## What is needed
Only the closing portion of the entries is to be reproduced: the line containing "hey what's the bounding box for every red and" through the very last line, exactly as written.

## Exercise materials
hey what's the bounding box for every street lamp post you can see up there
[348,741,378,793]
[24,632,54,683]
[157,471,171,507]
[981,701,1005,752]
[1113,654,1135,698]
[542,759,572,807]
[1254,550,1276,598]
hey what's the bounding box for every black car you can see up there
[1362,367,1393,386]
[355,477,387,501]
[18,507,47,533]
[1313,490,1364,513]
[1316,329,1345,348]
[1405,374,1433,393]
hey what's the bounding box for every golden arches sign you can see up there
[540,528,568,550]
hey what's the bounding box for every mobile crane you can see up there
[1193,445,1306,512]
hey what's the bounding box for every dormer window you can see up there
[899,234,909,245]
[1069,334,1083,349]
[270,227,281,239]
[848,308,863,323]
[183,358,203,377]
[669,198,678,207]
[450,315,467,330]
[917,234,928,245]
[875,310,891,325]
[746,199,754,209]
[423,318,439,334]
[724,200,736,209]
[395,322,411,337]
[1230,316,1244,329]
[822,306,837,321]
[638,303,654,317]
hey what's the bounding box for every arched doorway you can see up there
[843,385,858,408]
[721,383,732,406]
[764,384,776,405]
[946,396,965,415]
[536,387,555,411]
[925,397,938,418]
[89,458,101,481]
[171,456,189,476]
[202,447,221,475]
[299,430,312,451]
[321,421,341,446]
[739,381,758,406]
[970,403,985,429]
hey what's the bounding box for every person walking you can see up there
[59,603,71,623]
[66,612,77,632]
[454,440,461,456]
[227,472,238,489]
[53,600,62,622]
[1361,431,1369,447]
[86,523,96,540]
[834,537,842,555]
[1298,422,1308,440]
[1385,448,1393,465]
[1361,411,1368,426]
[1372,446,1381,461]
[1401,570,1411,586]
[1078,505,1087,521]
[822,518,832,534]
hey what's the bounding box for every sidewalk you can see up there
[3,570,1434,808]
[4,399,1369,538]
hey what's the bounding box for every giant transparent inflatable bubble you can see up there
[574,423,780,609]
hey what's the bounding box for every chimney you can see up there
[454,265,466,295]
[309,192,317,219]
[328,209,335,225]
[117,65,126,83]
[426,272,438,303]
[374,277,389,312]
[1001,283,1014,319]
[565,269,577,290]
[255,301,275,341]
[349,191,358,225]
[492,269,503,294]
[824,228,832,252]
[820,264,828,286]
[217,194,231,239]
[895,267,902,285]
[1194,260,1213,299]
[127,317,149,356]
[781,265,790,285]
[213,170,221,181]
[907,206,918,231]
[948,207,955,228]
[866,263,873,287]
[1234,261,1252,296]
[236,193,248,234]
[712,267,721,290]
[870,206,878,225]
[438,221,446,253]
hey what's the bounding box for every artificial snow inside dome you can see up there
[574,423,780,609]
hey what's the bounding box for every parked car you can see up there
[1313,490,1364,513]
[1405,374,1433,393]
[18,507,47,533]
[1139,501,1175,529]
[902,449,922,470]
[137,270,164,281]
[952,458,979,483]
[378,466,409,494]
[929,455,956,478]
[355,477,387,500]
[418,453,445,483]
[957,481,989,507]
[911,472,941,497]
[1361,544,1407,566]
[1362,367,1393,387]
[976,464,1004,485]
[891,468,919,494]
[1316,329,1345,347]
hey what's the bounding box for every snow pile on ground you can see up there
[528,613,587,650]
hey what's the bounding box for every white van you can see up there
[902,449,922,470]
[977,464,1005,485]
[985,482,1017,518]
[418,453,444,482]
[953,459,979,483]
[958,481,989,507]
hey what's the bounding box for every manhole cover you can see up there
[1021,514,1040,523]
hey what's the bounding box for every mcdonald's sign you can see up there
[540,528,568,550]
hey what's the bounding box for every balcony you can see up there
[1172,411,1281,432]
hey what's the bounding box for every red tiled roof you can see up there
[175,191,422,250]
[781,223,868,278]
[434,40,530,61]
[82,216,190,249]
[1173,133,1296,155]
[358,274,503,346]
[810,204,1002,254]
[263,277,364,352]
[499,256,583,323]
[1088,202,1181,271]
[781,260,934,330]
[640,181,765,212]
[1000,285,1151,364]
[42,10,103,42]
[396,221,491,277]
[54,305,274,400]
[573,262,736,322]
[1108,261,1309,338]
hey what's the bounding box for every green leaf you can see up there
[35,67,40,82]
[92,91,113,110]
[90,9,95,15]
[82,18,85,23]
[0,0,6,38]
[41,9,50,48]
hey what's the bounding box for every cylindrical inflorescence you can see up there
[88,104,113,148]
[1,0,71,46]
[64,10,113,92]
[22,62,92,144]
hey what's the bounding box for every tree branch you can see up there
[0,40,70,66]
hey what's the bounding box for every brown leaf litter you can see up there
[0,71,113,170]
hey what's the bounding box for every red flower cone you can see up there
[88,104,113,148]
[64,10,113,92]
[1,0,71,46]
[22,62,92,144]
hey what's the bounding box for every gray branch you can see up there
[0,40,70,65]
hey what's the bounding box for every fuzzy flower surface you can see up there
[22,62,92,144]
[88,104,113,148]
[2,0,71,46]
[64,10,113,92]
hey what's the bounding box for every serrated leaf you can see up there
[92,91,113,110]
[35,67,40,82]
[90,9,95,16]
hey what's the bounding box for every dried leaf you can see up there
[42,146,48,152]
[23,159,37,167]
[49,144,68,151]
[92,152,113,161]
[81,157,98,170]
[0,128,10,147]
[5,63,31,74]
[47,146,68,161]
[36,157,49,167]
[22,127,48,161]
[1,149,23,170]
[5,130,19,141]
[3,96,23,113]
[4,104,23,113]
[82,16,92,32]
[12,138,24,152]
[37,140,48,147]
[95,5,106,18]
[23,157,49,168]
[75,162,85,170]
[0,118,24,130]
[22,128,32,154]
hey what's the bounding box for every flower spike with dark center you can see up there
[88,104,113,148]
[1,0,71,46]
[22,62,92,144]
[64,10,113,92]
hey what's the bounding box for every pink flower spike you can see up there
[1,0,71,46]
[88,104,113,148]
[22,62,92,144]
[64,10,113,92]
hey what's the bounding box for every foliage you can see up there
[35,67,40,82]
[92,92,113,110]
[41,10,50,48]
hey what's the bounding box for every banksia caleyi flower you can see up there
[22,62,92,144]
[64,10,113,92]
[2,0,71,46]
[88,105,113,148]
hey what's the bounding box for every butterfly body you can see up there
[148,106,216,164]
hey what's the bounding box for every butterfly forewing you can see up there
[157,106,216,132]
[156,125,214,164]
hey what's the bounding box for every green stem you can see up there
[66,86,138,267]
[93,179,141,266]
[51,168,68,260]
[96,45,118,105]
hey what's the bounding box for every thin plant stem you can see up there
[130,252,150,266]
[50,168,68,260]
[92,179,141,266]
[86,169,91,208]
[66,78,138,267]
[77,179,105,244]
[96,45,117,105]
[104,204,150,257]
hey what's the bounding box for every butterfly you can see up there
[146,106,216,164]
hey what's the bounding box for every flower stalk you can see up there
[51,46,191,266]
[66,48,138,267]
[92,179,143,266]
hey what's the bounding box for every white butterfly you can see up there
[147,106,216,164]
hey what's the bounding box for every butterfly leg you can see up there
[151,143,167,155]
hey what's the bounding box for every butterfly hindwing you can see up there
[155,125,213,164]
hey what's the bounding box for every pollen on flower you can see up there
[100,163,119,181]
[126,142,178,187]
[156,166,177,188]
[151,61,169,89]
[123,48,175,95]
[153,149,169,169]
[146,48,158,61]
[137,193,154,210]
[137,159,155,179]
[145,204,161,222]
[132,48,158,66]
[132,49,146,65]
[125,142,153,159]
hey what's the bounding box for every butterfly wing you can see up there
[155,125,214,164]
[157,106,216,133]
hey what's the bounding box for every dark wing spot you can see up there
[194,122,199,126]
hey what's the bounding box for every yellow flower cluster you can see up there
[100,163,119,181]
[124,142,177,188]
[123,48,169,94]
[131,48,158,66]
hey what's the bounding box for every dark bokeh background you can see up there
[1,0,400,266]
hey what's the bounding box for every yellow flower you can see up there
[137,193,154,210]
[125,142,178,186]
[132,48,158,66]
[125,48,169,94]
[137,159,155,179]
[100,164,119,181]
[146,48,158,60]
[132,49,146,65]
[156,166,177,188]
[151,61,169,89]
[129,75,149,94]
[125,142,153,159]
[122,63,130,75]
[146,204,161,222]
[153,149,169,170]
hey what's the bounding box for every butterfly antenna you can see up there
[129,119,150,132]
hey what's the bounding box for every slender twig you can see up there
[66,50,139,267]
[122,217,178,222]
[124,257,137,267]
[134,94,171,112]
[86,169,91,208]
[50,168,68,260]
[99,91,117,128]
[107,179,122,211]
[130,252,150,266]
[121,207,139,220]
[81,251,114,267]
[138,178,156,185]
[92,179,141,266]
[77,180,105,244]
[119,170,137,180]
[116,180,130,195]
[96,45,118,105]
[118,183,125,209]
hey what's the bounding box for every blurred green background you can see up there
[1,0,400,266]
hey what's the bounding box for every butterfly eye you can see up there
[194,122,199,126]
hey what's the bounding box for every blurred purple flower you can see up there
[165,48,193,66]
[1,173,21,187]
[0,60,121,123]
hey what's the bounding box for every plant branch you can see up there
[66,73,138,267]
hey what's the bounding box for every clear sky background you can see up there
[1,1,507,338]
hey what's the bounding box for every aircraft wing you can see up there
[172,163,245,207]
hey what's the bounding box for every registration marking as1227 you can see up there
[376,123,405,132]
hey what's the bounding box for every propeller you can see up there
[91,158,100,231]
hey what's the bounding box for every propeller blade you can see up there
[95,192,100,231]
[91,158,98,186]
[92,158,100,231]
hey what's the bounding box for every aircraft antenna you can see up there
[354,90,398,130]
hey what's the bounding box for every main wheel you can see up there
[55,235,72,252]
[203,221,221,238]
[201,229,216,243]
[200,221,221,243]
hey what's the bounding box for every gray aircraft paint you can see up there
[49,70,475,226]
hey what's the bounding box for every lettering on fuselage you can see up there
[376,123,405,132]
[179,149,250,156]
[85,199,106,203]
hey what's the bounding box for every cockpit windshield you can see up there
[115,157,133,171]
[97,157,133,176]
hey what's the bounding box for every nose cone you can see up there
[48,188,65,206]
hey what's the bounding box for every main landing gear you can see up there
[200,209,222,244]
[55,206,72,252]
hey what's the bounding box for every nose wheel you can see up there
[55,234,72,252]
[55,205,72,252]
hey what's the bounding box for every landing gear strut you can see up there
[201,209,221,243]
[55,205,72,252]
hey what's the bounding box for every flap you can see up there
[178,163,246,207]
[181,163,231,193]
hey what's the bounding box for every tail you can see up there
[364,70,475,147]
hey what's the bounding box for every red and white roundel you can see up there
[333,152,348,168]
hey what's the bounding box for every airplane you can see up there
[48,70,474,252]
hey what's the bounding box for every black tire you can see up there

## Response below
hey what's the bounding box for every red and white roundel you can see up there
[333,152,348,168]
hey what's the bounding box for every airplane you can see up there
[48,70,474,252]
hey what's the bounding box for every black tire you can see up there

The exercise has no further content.